* _WORK ORDER_: Can you transcribe every record below exactly as it appears?

* _DATA FOR ANALYSIS_:

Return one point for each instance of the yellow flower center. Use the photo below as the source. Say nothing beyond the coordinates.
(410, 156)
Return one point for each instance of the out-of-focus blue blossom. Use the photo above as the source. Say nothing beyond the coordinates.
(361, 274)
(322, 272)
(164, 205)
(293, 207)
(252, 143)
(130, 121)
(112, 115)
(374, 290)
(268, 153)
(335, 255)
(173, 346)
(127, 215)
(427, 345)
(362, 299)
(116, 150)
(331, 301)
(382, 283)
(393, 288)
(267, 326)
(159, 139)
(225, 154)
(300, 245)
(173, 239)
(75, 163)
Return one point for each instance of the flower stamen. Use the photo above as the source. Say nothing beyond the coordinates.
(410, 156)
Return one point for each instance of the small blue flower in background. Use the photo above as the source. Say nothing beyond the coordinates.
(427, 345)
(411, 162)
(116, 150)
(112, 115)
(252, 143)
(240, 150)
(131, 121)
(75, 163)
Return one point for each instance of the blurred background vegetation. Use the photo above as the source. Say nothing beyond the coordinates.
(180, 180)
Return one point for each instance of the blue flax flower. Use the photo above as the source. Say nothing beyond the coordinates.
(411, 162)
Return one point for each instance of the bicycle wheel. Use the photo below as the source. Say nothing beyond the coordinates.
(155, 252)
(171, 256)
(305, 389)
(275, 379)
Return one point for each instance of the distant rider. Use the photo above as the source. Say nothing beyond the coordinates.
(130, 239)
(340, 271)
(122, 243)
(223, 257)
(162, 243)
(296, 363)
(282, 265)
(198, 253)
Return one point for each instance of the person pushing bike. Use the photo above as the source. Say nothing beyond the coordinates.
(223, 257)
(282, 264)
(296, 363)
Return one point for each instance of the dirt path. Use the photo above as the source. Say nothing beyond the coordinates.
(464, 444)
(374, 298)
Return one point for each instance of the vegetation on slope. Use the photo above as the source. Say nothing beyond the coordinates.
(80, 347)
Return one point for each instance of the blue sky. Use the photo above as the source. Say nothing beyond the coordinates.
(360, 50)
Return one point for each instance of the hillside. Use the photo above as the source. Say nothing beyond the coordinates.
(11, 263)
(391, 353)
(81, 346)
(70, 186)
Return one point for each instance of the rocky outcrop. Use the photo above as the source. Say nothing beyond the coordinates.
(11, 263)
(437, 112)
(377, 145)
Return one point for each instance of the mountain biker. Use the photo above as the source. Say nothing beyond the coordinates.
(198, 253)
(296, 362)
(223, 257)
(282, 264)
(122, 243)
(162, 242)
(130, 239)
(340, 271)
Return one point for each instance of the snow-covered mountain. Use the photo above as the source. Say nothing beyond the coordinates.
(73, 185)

* _THE ANSWER_:
Return one point for each instance of the yellow flower center. Use the photo below as the source. Say nothing beyond the coordinates.
(410, 156)
Return one point for each instance of the out-of-focus blue blossom. Use the photo above as the source. Say nothing beyond the coordinates.
(361, 274)
(322, 272)
(164, 205)
(293, 207)
(252, 143)
(130, 121)
(112, 115)
(374, 290)
(268, 153)
(335, 255)
(173, 346)
(127, 215)
(427, 345)
(362, 299)
(116, 150)
(331, 301)
(382, 283)
(393, 288)
(267, 326)
(159, 139)
(225, 154)
(300, 245)
(173, 239)
(75, 163)
Return one point for each instance of the flower stamen. Use the photo above as the source. Say nothing beyond the coordinates.
(410, 156)
Return one point for each instance of the small blue flower in background. Use the photo above as the source. Say nothing beyond the coordinates.
(427, 345)
(411, 162)
(116, 150)
(112, 115)
(252, 143)
(240, 150)
(131, 121)
(75, 163)
Return one point for each instance of the blurred background vegetation. Use the photo above as the source. Say nothing beyond the coordinates.
(180, 180)
Return one point for each instance of the blue flax flower. Use the photo above as the source. Say nothing beyond the coordinates.
(411, 162)
Return one point for each instance of the bicycle wheel. Use the photo below as the source. Say nothing beyond the coordinates.
(155, 252)
(171, 256)
(305, 389)
(275, 379)
Return one point for each instance of the distant rider. Use the photo above as the source. Say nothing beyond the coordinates.
(130, 239)
(340, 271)
(122, 243)
(223, 257)
(162, 243)
(296, 363)
(282, 265)
(198, 253)
Return one point for each instance of the person pushing bike. Use the photo above as the source. Say nothing beyond the coordinates.
(223, 257)
(282, 264)
(296, 363)
Return one point for each instance of the dirt path. Use the photo above as the source. Say nothing beyond the coordinates.
(464, 444)
(374, 298)
Return one point for each instance of the vegetation on slope. Use the photo above as the source. Say nothing beyond the coordinates.
(80, 347)
Return one point for each instance of the blue sky. Use the photo above as the source. Say nothing beyond the coordinates.
(360, 50)
Return one point for each instance of the hillside. Use the photo above as the source. Say nothing beyond the coordinates.
(11, 263)
(391, 353)
(81, 346)
(70, 186)
Return one point for each instance of the rocky outcrop. Use the photo above as the source. Say nothing beyond the coordinates.
(11, 263)
(437, 112)
(377, 145)
Return one point for each instance of the mountain biker. Use the photo above as the source. Say nothing beyond the coordinates.
(198, 253)
(296, 362)
(223, 257)
(282, 264)
(122, 243)
(162, 242)
(130, 239)
(340, 271)
Return one point for each instance of the snow-covered mountain. Use the photo above as the source. Say nothing beyond the coordinates.
(73, 185)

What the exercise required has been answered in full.